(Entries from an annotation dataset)
──────
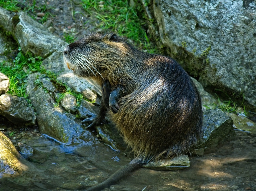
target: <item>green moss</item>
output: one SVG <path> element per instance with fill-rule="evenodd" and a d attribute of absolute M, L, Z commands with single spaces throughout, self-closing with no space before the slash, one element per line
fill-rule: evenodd
<path fill-rule="evenodd" d="M 18 15 L 15 15 L 12 17 L 11 19 L 12 23 L 14 26 L 16 26 L 19 22 L 19 16 Z"/>
<path fill-rule="evenodd" d="M 8 10 L 18 12 L 20 9 L 19 7 L 16 6 L 19 3 L 19 2 L 16 0 L 0 0 L 0 6 Z"/>
<path fill-rule="evenodd" d="M 150 52 L 157 49 L 143 28 L 146 25 L 145 20 L 141 15 L 138 16 L 142 14 L 142 9 L 138 6 L 140 3 L 135 3 L 136 7 L 133 8 L 127 0 L 82 0 L 82 2 L 85 10 L 97 19 L 97 28 L 126 36 L 139 49 Z"/>

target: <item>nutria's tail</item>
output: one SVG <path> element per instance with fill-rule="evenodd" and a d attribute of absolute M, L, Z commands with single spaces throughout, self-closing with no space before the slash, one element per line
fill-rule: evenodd
<path fill-rule="evenodd" d="M 99 191 L 109 187 L 129 173 L 141 167 L 144 163 L 143 160 L 135 158 L 129 164 L 119 169 L 105 181 L 94 187 L 86 190 L 85 191 Z"/>

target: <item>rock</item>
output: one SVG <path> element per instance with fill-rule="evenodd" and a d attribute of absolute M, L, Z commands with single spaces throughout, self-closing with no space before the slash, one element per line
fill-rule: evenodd
<path fill-rule="evenodd" d="M 256 123 L 242 115 L 237 115 L 234 113 L 227 114 L 231 117 L 234 124 L 233 127 L 237 130 L 244 131 L 252 136 L 256 136 Z"/>
<path fill-rule="evenodd" d="M 0 131 L 0 178 L 26 170 L 27 166 L 19 161 L 21 158 L 11 142 Z"/>
<path fill-rule="evenodd" d="M 216 148 L 219 143 L 235 135 L 231 117 L 220 109 L 210 109 L 204 112 L 204 136 L 198 147 L 204 150 Z"/>
<path fill-rule="evenodd" d="M 11 17 L 8 11 L 0 9 L 0 25 L 13 34 L 23 53 L 30 51 L 45 58 L 55 51 L 62 50 L 67 45 L 26 13 L 20 12 Z"/>
<path fill-rule="evenodd" d="M 100 103 L 99 95 L 101 94 L 99 88 L 92 81 L 79 78 L 71 72 L 60 74 L 57 79 L 66 84 L 76 92 L 81 93 L 90 101 L 98 104 Z"/>
<path fill-rule="evenodd" d="M 182 190 L 183 191 L 197 191 L 196 190 L 190 188 L 184 188 Z"/>
<path fill-rule="evenodd" d="M 61 105 L 65 110 L 69 113 L 74 113 L 76 111 L 76 97 L 70 94 L 66 94 L 60 101 Z"/>
<path fill-rule="evenodd" d="M 146 12 L 170 56 L 204 88 L 241 103 L 244 93 L 256 110 L 256 3 L 245 2 L 153 0 Z"/>
<path fill-rule="evenodd" d="M 18 142 L 18 150 L 23 155 L 31 156 L 33 154 L 33 149 L 27 145 L 21 142 Z"/>
<path fill-rule="evenodd" d="M 0 72 L 0 95 L 5 93 L 9 90 L 10 81 L 9 78 Z"/>
<path fill-rule="evenodd" d="M 13 28 L 11 19 L 12 15 L 10 12 L 0 7 L 0 26 L 10 33 L 12 32 Z"/>
<path fill-rule="evenodd" d="M 158 170 L 177 170 L 190 166 L 190 161 L 187 155 L 180 155 L 167 161 L 161 160 L 151 162 L 143 165 L 143 168 Z"/>
<path fill-rule="evenodd" d="M 40 132 L 67 144 L 92 141 L 94 136 L 84 129 L 79 119 L 61 108 L 55 107 L 56 102 L 51 92 L 46 92 L 43 86 L 35 84 L 36 80 L 40 81 L 43 78 L 39 73 L 30 74 L 26 89 L 36 112 Z"/>
<path fill-rule="evenodd" d="M 193 149 L 192 151 L 192 154 L 194 156 L 201 157 L 204 155 L 204 148 Z"/>
<path fill-rule="evenodd" d="M 27 106 L 27 102 L 24 98 L 9 94 L 0 96 L 0 115 L 14 124 L 35 124 L 34 109 Z"/>
<path fill-rule="evenodd" d="M 43 17 L 45 15 L 44 13 L 38 13 L 36 14 L 36 16 L 39 17 Z"/>
<path fill-rule="evenodd" d="M 213 96 L 205 91 L 201 84 L 195 78 L 190 77 L 199 91 L 202 98 L 202 107 L 203 111 L 213 109 L 218 104 L 218 100 Z"/>
<path fill-rule="evenodd" d="M 55 31 L 55 29 L 53 27 L 51 26 L 48 27 L 47 28 L 47 29 L 48 29 L 49 32 L 51 34 L 52 34 Z"/>
<path fill-rule="evenodd" d="M 231 189 L 232 189 L 232 190 L 233 190 L 237 189 L 238 188 L 239 188 L 239 186 L 236 186 L 236 185 L 233 185 L 233 186 L 232 186 L 230 187 L 230 188 Z"/>

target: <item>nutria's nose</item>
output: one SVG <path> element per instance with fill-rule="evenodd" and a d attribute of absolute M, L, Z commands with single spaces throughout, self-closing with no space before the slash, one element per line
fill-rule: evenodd
<path fill-rule="evenodd" d="M 64 53 L 65 54 L 68 54 L 68 47 L 66 47 L 66 48 L 64 49 Z"/>

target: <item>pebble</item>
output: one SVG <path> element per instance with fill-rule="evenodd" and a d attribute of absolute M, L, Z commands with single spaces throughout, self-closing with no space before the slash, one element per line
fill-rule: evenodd
<path fill-rule="evenodd" d="M 36 14 L 36 16 L 39 17 L 43 17 L 45 14 L 44 13 L 38 13 Z"/>
<path fill-rule="evenodd" d="M 52 26 L 49 27 L 47 29 L 52 34 L 55 31 L 55 29 Z"/>

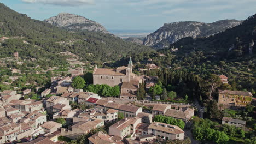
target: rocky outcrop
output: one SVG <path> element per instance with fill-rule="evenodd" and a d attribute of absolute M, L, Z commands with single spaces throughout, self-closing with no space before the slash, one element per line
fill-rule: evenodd
<path fill-rule="evenodd" d="M 103 26 L 97 22 L 75 14 L 60 13 L 44 21 L 70 30 L 87 30 L 109 33 Z"/>
<path fill-rule="evenodd" d="M 195 21 L 165 23 L 156 31 L 147 36 L 143 40 L 143 44 L 160 47 L 164 45 L 161 43 L 163 40 L 172 44 L 188 37 L 194 38 L 209 37 L 237 26 L 242 22 L 236 20 L 225 20 L 211 23 Z"/>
──────
Your instructions
Reproduce every entry above verbatim, omitting the pictures.

Response to this task
target: <item>green moss</item>
output: one SVG <path> element per instance with fill-rule="evenodd" and a d attribute of absolute M, L, Z commands with single spaces throughout, self-closing with no space before the slash, one element per line
fill-rule: evenodd
<path fill-rule="evenodd" d="M 18 15 L 15 15 L 12 17 L 11 19 L 12 23 L 14 26 L 16 26 L 19 22 L 19 16 Z"/>
<path fill-rule="evenodd" d="M 8 10 L 18 12 L 20 9 L 19 7 L 16 6 L 19 3 L 19 2 L 16 0 L 0 0 L 0 6 Z"/>
<path fill-rule="evenodd" d="M 150 52 L 157 49 L 143 28 L 146 25 L 145 20 L 141 15 L 138 16 L 142 14 L 142 9 L 138 6 L 140 3 L 135 3 L 136 7 L 133 8 L 127 0 L 82 0 L 82 2 L 85 10 L 97 19 L 97 28 L 126 36 L 139 49 Z"/>

target: <item>nutria's tail</item>
output: one SVG <path> element per instance with fill-rule="evenodd" and a d attribute of absolute M, L, Z commands with single spaces throughout, self-closing with no space before the slash, one element per line
fill-rule: evenodd
<path fill-rule="evenodd" d="M 99 191 L 109 187 L 129 173 L 141 167 L 144 163 L 143 160 L 135 158 L 129 164 L 119 169 L 105 181 L 94 187 L 86 190 L 85 191 Z"/>

target: <item>rock</item>
output: one SVG <path> element per instance with fill-rule="evenodd" and a d attribute of absolute M, L, Z commands with single spaces throughout, self-closing with no space before the slash, one element per line
fill-rule: evenodd
<path fill-rule="evenodd" d="M 256 123 L 242 115 L 237 115 L 234 113 L 227 114 L 231 117 L 234 124 L 233 127 L 237 130 L 244 131 L 252 136 L 256 136 Z"/>
<path fill-rule="evenodd" d="M 0 131 L 0 178 L 26 170 L 27 166 L 19 161 L 21 158 L 11 142 Z"/>
<path fill-rule="evenodd" d="M 216 148 L 219 143 L 235 135 L 231 117 L 220 109 L 210 109 L 204 112 L 204 136 L 198 147 L 204 150 Z"/>
<path fill-rule="evenodd" d="M 11 17 L 8 11 L 0 9 L 0 25 L 13 34 L 23 53 L 30 51 L 45 58 L 55 51 L 62 50 L 67 45 L 26 13 L 20 12 Z"/>
<path fill-rule="evenodd" d="M 100 103 L 99 95 L 101 94 L 99 88 L 92 81 L 79 78 L 71 72 L 60 74 L 57 79 L 66 84 L 76 92 L 81 93 L 90 101 L 98 104 Z"/>
<path fill-rule="evenodd" d="M 182 190 L 183 191 L 197 191 L 196 190 L 190 188 L 184 188 Z"/>
<path fill-rule="evenodd" d="M 61 105 L 65 110 L 69 113 L 74 113 L 76 111 L 76 97 L 70 94 L 66 94 L 60 101 Z"/>
<path fill-rule="evenodd" d="M 146 12 L 170 56 L 204 88 L 241 103 L 244 93 L 256 110 L 256 3 L 245 2 L 153 0 Z"/>
<path fill-rule="evenodd" d="M 18 142 L 18 150 L 23 155 L 31 156 L 33 154 L 33 149 L 27 145 L 21 142 Z"/>
<path fill-rule="evenodd" d="M 0 72 L 0 95 L 5 93 L 9 90 L 10 81 L 9 78 Z"/>
<path fill-rule="evenodd" d="M 13 28 L 11 19 L 12 15 L 10 12 L 0 7 L 0 26 L 10 33 L 12 32 Z"/>
<path fill-rule="evenodd" d="M 158 170 L 177 170 L 190 166 L 190 161 L 187 155 L 180 155 L 167 161 L 161 160 L 151 162 L 143 165 L 143 168 Z"/>
<path fill-rule="evenodd" d="M 40 132 L 67 144 L 92 141 L 94 136 L 84 129 L 79 119 L 61 108 L 55 107 L 56 102 L 51 92 L 46 92 L 43 86 L 35 84 L 36 80 L 40 81 L 43 78 L 39 73 L 30 74 L 26 89 L 36 112 Z"/>
<path fill-rule="evenodd" d="M 193 149 L 192 151 L 192 154 L 194 156 L 201 157 L 204 155 L 204 148 Z"/>
<path fill-rule="evenodd" d="M 27 106 L 27 102 L 24 98 L 9 94 L 0 96 L 0 115 L 14 124 L 35 124 L 34 109 Z"/>
<path fill-rule="evenodd" d="M 43 17 L 45 15 L 44 13 L 38 13 L 36 14 L 36 16 L 39 17 Z"/>
<path fill-rule="evenodd" d="M 213 96 L 205 91 L 201 84 L 195 78 L 190 77 L 199 91 L 202 98 L 202 107 L 203 111 L 213 109 L 218 104 L 218 100 Z"/>
<path fill-rule="evenodd" d="M 55 31 L 55 29 L 53 27 L 51 26 L 48 27 L 47 28 L 47 29 L 48 29 L 49 32 L 51 34 L 52 34 Z"/>
<path fill-rule="evenodd" d="M 231 189 L 232 189 L 232 190 L 233 190 L 237 189 L 238 188 L 239 188 L 239 186 L 236 186 L 236 185 L 233 185 L 233 186 L 232 186 L 230 187 L 230 188 Z"/>

target: <item>nutria's nose</item>
output: one SVG <path> element per instance with fill-rule="evenodd" and a d attribute of absolute M, L, Z commands with single spaces throughout, self-closing with no space before the slash, one element per line
fill-rule: evenodd
<path fill-rule="evenodd" d="M 64 53 L 65 54 L 68 54 L 68 47 L 66 47 L 66 48 L 64 49 Z"/>

target: <item>pebble</item>
output: one SVG <path> element per instance with fill-rule="evenodd" and a d attribute of absolute M, L, Z commands with single spaces throughout, self-closing with no space before the slash, one element per line
fill-rule: evenodd
<path fill-rule="evenodd" d="M 36 14 L 36 16 L 39 17 L 43 17 L 45 14 L 44 13 L 38 13 Z"/>
<path fill-rule="evenodd" d="M 52 26 L 49 27 L 47 29 L 52 34 L 55 31 L 55 29 Z"/>

target: rocky outcrop
output: one SVG <path> element per instance with fill-rule="evenodd" and a d attribute of absolute M, L, Z commands with single spaces throughout, self-closing with no space before the slash, one element per line
fill-rule: evenodd
<path fill-rule="evenodd" d="M 103 26 L 97 22 L 75 14 L 60 13 L 44 21 L 70 30 L 87 30 L 109 33 Z"/>
<path fill-rule="evenodd" d="M 195 21 L 165 23 L 156 31 L 147 36 L 143 40 L 143 44 L 160 47 L 164 45 L 161 43 L 163 40 L 172 44 L 188 37 L 194 38 L 209 37 L 237 26 L 242 22 L 236 20 L 225 20 L 211 23 Z"/>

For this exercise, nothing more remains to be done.